*RECORDED DATA*:
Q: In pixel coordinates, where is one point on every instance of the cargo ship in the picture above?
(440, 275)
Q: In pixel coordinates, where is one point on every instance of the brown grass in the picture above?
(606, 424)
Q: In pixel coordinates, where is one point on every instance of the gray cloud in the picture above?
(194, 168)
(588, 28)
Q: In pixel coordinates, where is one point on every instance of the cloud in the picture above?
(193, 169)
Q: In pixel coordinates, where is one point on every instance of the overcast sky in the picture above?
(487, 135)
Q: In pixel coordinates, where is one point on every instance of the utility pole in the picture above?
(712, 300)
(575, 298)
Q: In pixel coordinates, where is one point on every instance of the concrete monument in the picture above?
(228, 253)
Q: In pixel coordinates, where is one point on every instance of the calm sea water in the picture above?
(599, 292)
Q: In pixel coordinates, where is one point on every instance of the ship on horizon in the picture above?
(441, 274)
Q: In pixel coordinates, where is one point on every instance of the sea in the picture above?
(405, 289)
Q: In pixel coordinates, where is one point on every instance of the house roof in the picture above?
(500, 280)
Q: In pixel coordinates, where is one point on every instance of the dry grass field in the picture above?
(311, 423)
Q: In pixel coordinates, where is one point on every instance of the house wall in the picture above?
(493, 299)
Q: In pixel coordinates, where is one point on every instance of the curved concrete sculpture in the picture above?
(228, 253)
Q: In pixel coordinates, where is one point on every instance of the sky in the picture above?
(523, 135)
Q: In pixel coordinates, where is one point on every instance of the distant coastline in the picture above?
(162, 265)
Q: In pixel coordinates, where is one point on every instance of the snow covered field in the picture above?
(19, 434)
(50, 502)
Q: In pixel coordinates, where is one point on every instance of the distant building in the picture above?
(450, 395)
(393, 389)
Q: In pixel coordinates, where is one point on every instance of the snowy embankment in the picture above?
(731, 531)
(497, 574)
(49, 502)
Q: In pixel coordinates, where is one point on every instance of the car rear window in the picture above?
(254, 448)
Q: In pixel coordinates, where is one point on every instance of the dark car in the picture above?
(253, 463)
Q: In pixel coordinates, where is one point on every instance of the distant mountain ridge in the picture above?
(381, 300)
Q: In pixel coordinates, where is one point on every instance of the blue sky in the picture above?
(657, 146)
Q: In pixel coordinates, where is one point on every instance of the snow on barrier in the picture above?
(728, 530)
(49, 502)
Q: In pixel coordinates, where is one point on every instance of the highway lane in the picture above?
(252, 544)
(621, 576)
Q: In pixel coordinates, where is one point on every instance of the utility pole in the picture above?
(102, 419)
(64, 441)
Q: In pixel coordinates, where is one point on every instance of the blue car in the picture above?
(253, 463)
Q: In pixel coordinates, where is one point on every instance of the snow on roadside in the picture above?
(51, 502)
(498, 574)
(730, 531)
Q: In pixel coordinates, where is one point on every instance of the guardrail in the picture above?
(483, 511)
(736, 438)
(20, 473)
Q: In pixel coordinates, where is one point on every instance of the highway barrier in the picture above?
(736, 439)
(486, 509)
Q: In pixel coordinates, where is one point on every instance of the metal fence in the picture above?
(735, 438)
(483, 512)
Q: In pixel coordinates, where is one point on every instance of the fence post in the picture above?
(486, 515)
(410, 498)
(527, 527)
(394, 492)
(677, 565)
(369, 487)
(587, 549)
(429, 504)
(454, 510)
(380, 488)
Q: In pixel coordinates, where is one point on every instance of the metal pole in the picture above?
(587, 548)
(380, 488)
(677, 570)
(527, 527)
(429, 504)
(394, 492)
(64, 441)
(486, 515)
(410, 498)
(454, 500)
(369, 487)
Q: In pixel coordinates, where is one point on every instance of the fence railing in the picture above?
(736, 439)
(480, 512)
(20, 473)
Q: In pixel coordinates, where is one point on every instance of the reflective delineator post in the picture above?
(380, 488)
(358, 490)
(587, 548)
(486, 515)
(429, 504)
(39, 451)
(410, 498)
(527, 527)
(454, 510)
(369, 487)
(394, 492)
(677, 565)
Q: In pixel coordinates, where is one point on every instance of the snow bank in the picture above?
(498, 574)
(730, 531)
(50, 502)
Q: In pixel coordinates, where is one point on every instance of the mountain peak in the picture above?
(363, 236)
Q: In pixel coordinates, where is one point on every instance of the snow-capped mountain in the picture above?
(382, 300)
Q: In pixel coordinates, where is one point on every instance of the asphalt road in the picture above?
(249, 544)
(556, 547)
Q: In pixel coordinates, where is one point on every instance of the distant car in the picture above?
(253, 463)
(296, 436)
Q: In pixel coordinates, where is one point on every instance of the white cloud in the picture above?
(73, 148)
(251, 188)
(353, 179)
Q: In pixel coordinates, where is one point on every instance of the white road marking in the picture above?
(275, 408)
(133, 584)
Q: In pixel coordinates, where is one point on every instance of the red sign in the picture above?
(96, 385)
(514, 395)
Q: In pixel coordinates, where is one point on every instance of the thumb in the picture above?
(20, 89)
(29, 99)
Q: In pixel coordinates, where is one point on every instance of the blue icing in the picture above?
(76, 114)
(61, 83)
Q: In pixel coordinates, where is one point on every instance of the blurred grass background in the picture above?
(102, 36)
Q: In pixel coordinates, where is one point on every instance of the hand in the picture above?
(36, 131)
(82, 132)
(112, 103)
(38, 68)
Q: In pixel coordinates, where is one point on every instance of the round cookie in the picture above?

*SHORT TASK*: Please substitute "image coordinates" for "pixel coordinates" throughout the lines above, leaving everything else as it is.

*THE COMPLETED TASK*:
Q: In image coordinates, where is one point on every instance of the cargo ship in the picture above?
(440, 275)
Q: In image coordinates, where is one point on every instance of the brown grass in the picture above?
(606, 424)
Q: In image coordinates, where is one point on every instance of the gray cloud in the picture above?
(194, 168)
(588, 28)
Q: In image coordinates, where is one point on every instance of the cloud in the picture above?
(193, 169)
Q: In image coordinates, where is one point on every instance of the overcast sky in the picture above?
(487, 135)
Q: In image coordinates, where is one point on every instance of the utility pole in the picture above?
(712, 300)
(575, 298)
Q: In image coordinates, where is one point on every instance of the concrete monument in the picture above?
(228, 253)
Q: In image coordinates, where is one point on every instance of the calm sea water in the picture above?
(599, 292)
Q: In image coordinates, where is one point on every instance of the ship on horizon in the picture above?
(441, 274)
Q: In image coordinates, where is one point on every instance of the sea in the picture above?
(405, 289)
Q: In image coordinates, where is one point on every instance of the house roof in the picture above?
(500, 280)
Q: In image coordinates, where is one point on every instance of the dry grass field in the picture above?
(311, 423)
Q: In image coordinates, where is one point on every instance of the house wall in the picture above?
(493, 299)
Q: In image coordinates, where is one point on every instance of the curved concrete sculpture in the picture above?
(228, 253)
Q: In image coordinates, where is one point on every instance of the sky in the picture above?
(523, 135)
Q: In image coordinates, where is one point on every instance of the distant coastline in the picture above?
(162, 265)
Q: In image coordinates, where is one point on every instance of the snow covered field in the picture above?
(19, 434)
(50, 502)
Q: In image coordinates, where is one point on every instance of the distant building in the picture above?
(450, 395)
(393, 389)
Q: In image coordinates, where is one point on every instance of the snowy embankment in the picture above?
(731, 531)
(497, 574)
(49, 502)
Q: In image coordinates, where is one point on every instance of the car rear window in the picture above?
(254, 448)
Q: In image coordinates, where is one point on every instance of the dark car in the picture above?
(253, 463)
Q: In image coordinates, where is one point on every instance of the distant mountain ridge in the picture above?
(381, 300)
Q: In image coordinates, where is one point on every instance of the blue sky in the picture above?
(657, 146)
Q: In image coordinates, where is one point on every instance of the snow on barrier in the picture above?
(728, 530)
(49, 502)
Q: In image coordinates, where is one point on every instance of the highway lane in the picture above?
(252, 544)
(621, 576)
Q: In image coordinates, where is one point on every instance of the utility pole in the picture above?
(102, 419)
(64, 441)
Q: In image coordinates, where is one point on every instance of the blue car in the picture above?
(253, 463)
Q: In image coordinates, where is one point on every instance of the snow on roadside in the picture above?
(51, 502)
(498, 574)
(730, 531)
Q: In image coordinates, where is one point on every instance of the guardrail in the picture above?
(483, 511)
(736, 438)
(20, 473)
Q: In image coordinates, where is one point on every instance of the highway barrier in the picture above?
(736, 439)
(486, 509)
Q: In image coordinates, where is one point on every instance of the metal fence in the picture above?
(735, 438)
(483, 512)
Q: In image coordinates, where is one point on every instance of the fence post in the picture above?
(486, 515)
(410, 498)
(527, 527)
(394, 492)
(677, 565)
(369, 487)
(587, 549)
(429, 504)
(454, 510)
(380, 488)
Q: In image coordinates, where is one point on every instance of the metal pole in the picture above?
(587, 548)
(380, 488)
(677, 570)
(527, 527)
(429, 504)
(394, 492)
(64, 441)
(486, 515)
(410, 498)
(454, 500)
(369, 487)
Q: In image coordinates, where is one point on every instance of the fence railing in the picture above?
(736, 439)
(480, 512)
(20, 473)
Q: In image coordinates, where is one point on every instance of the reflective delineator post in the picture above?
(380, 488)
(358, 490)
(587, 548)
(486, 515)
(429, 504)
(39, 451)
(410, 498)
(527, 527)
(454, 510)
(369, 487)
(394, 492)
(677, 565)
Q: In image coordinates, where is one point on every instance of the snow bank in the picture above?
(498, 574)
(730, 531)
(50, 502)
Q: In image coordinates, where is one point on every instance of the mountain peak in the picture above?
(363, 236)
Q: In image coordinates, where is one point on every instance of the snow-capped mountain in the picture above?
(382, 300)
Q: In image coordinates, where is one point on every instance of the asphalt road in the picture above?
(249, 544)
(556, 547)
Q: In image coordinates, where is one point on every instance of the distant car in the picture above?
(253, 463)
(296, 436)
Q: In image coordinates, where is one point on every instance of the white cloud in the picture above?
(73, 148)
(251, 188)
(353, 179)
Q: In image coordinates, where is one point on every instance of the white road marking in the picture above?
(275, 408)
(133, 584)
Q: In image coordinates, where is one point on every instance of the red sign in the picture above?
(96, 385)
(514, 395)
Q: In image coordinates, where is one point on every instance of the thumb in the picture above?
(20, 89)
(29, 99)
Q: In image coordinates, where is one point on every instance of the blue icing in the picture above?
(76, 114)
(61, 83)
Q: In image coordinates, where is one point on every instance of the blurred grass background in the picture above?
(102, 36)
Q: In image coordinates, where is one point on every instance of the hand in the picture above?
(36, 131)
(82, 132)
(112, 103)
(38, 68)
Q: In image coordinates, where is one point on every instance of the round cookie in the picture above?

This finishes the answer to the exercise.